**AIM OF THE EXERCISE:** Filter on the word "plate": copy each matching line from the listing below.

**AVAILABLE RECORDS:**
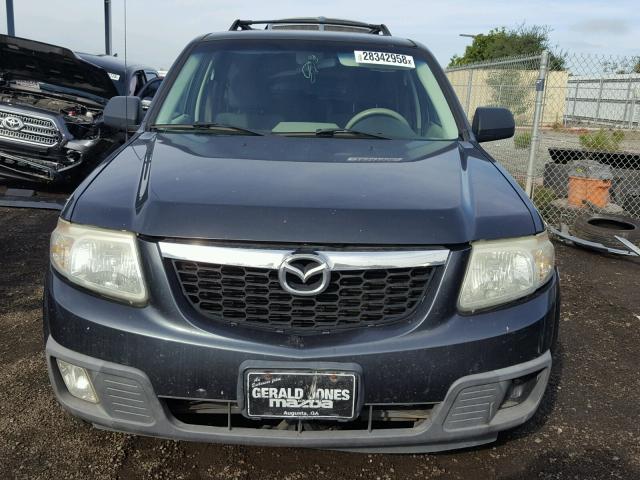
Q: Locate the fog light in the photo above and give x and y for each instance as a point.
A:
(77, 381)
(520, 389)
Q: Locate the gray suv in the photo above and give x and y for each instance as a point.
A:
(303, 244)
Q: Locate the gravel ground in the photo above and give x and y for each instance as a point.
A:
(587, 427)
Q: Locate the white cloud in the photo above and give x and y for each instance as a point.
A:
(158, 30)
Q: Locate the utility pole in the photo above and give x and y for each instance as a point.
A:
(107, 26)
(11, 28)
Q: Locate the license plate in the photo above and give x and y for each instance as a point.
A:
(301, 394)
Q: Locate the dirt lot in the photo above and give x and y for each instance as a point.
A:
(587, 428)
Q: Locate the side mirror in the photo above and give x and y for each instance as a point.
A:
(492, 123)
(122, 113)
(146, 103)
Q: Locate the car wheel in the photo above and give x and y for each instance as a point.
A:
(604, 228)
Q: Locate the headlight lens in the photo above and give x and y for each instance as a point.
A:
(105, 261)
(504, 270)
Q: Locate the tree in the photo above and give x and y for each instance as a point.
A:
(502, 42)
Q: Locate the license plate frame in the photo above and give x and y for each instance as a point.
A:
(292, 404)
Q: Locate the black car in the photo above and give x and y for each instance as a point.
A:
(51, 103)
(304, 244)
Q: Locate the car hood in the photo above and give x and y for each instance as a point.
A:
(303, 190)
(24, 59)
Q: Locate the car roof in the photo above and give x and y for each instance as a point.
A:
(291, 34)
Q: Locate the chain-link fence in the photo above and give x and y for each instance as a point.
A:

**ANSWER TO THIS TASK:**
Q: Locate the license plate in the photo above and give x and y for each instance as a point.
Q: Locate the license plate frame in the photo above and give x and y for each instance as a point.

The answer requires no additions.